__Passage provided__
--------------------

But, no, the glib line doesn’t work. Read the Financial Conduct Authority (FCA)‘s final notice on Starling’s failures and you can understand why the regulator was so damning. The findings tell a tale of shambles and an absence of basic accountability at the top. “The bank built for you”, as the marketing slogan has it, was built on a wing and a prayer when it came to anti-money-laundering controls.

Not only did Starling leave the financial system “wide open to criminals and those subject to sanctions”, the FCA says – it then compounded its offence by failing to clean up its act promptly when directed to do so. Almost unbelievably, it opened 54,000 accounts for 49,000 high- and higher-risk customers after it had agreed in 2021 to accept no business of that type until it had got its controls up to scratch.

The FCA mentions how Starling’s measures to tackle financial crime “did not keep pace with its growth”, but the span of time is extraordinary. It was only in January 2023 that Starling identified that the automated financial sanctions framework it had been using since 2017 had been screening just “a fraction” of the names it should have been checking.

--------------------

__Extracted information__

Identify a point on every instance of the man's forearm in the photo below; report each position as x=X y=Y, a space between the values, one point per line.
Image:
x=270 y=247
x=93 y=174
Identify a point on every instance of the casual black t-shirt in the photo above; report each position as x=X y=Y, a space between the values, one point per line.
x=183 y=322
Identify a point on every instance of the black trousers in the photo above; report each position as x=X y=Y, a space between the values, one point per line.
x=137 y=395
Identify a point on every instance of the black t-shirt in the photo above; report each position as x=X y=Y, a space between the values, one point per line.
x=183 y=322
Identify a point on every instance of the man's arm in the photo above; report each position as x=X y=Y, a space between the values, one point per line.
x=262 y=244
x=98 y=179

--------------------

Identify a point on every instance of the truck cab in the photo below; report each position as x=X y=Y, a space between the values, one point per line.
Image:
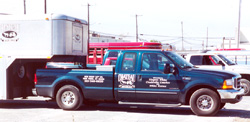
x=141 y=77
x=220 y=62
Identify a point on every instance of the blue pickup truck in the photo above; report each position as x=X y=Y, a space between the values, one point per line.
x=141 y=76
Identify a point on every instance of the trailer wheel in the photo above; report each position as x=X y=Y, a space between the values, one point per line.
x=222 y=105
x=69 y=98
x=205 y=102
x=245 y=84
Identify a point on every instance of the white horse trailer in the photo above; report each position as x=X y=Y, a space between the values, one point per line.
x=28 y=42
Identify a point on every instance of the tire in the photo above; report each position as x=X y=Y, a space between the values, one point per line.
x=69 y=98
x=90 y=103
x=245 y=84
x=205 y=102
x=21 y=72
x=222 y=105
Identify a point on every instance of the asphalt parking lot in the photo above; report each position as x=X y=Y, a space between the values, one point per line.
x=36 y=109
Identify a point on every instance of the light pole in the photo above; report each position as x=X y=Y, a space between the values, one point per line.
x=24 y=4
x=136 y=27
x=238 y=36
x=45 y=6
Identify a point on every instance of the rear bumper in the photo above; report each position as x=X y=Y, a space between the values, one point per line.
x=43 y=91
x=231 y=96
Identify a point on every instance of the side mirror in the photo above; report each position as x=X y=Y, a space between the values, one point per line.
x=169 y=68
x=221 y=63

--------------------

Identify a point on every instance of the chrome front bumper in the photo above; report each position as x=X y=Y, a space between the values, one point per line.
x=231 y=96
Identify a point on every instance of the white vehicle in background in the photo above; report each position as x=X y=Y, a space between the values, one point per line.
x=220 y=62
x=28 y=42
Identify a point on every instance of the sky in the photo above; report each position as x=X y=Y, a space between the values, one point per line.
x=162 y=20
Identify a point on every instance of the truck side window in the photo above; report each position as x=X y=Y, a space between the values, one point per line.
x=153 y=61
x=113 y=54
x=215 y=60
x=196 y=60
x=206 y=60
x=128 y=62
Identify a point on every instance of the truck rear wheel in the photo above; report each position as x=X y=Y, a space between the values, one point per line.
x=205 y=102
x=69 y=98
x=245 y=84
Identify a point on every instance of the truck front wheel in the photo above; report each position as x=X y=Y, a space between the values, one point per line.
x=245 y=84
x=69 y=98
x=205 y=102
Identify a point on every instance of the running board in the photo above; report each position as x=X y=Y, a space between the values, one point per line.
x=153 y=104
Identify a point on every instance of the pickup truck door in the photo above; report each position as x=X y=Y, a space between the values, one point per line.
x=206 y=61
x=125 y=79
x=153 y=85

--------------------

__Exercise instructions__
Retype from the passage on Starling Bank the stretch from "The FCA mentions" through "have been checking.".

__Task solution__
The FCA mentions how Starling’s measures to tackle financial crime “did not keep pace with its growth”, but the span of time is extraordinary. It was only in January 2023 that Starling identified that the automated financial sanctions framework it had been using since 2017 had been screening just “a fraction” of the names it should have been checking.